Start of INPUT

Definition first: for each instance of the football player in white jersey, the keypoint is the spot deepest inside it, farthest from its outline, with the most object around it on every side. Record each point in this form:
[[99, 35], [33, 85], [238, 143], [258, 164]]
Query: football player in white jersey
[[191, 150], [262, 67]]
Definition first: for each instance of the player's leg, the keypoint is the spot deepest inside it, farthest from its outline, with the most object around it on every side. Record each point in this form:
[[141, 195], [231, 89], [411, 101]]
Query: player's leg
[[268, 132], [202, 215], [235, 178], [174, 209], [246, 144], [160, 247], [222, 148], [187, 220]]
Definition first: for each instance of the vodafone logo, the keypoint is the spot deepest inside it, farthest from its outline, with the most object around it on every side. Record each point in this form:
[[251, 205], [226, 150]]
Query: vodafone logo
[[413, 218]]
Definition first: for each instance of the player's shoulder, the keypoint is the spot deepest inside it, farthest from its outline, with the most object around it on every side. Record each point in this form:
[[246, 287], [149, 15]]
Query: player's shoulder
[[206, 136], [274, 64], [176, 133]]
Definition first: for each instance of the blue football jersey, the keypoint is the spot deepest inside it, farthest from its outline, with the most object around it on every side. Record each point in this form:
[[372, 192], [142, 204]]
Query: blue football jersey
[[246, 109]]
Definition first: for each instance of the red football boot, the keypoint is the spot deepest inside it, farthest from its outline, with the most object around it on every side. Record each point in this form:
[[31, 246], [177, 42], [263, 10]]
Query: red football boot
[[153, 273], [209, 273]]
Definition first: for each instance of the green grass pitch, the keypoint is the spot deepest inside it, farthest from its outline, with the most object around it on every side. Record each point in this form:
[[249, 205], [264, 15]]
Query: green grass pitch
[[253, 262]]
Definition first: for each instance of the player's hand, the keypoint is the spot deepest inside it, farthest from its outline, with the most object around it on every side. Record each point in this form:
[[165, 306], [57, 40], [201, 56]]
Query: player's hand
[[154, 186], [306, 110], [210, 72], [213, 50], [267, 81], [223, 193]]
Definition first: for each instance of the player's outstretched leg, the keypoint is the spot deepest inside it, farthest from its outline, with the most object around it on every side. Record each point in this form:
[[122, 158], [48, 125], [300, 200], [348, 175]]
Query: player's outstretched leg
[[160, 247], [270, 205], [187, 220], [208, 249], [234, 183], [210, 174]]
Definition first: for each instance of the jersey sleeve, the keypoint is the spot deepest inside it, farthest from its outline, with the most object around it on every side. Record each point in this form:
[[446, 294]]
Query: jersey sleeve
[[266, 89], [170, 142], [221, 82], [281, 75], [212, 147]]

End of INPUT

• _EXERCISE DESCRIPTION_:
Transcribe the data above completely and exactly.

• _ANSWER FOR THIS EXERCISE_:
Definition first: for each instance of the football player in white jersey, the keypoint is the spot deepest inside it, farthest from its outline, with the most object around it on every side. Record each point in this form:
[[99, 35], [33, 85], [238, 143], [258, 164]]
Query: football player in white jersey
[[191, 150], [262, 67]]
Definition first: for each instance of the player's leg, the keypoint is the spot deepest inside it, farthest from its outline, with the most object around it on every side. Record each point in this form:
[[141, 195], [231, 89], [411, 101]]
Query: player's leg
[[268, 132], [202, 215], [235, 178], [174, 209], [246, 144], [160, 247], [222, 148], [187, 220]]
Definition first: for each instance of the vodafone logo, the keypoint is the spot deepest inside it, farthest from its outline, with the most object around it on every side. Record each point in this form:
[[251, 205], [226, 150]]
Query: vodafone logo
[[413, 218]]
Definition first: for each instance of the player's shoulder, the keypoint is the spot deepest inside it, farthest from its outline, with the most object around it on every side. Record each point in this form:
[[246, 287], [149, 15]]
Query: player's shoulder
[[206, 136], [274, 64], [176, 133]]
Definition first: for each instance of the blue football jersey, the keypoint is the spot deepest inside it, farthest from its outline, with the most object around it on every side. Record each point in this form:
[[372, 192], [142, 204]]
Query: blue football jersey
[[246, 109]]
Definition first: for each instance of the red football boot, the keypoint is the spot deepest inside it, farthest from its outline, with the most object around it on every side. Record each point in this form:
[[31, 246], [177, 42], [263, 10]]
Query: red football boot
[[153, 273], [209, 273]]
Definition first: for each instance of the green grass pitch, the keypoint is the spot deepest inside it, farthest from its outline, with the most object around it on every side. Record each point in this form:
[[249, 205], [264, 15]]
Query: green grass pitch
[[253, 262]]
Definition first: for each instance of the player's hand, the keypoint is the spot deepest inside it, farthest from its outline, with the most object around it on every side. Record each point in this form:
[[165, 306], [57, 40], [201, 56]]
Query: player's hand
[[154, 186], [306, 110], [210, 72], [213, 50], [267, 81], [223, 193]]
Definition first: for each instance of the player's outstretched leg, the keypoint is the spot deepest inside it, farthest from its outline, with the most object around it on every side. Record each point in this form:
[[122, 158], [48, 125], [300, 200], [348, 175]]
Query: player's outstretched leg
[[160, 247], [270, 205], [187, 220], [208, 249], [234, 183], [210, 174]]
Definition first: for each instance of the jersey sleeve, the keypoint is the spot deepest inside it, farthest from its outline, with the most object around it on every side. Record each point in this form:
[[446, 294]]
Query: jersey sleeve
[[266, 89], [170, 142], [221, 82], [281, 75], [212, 147]]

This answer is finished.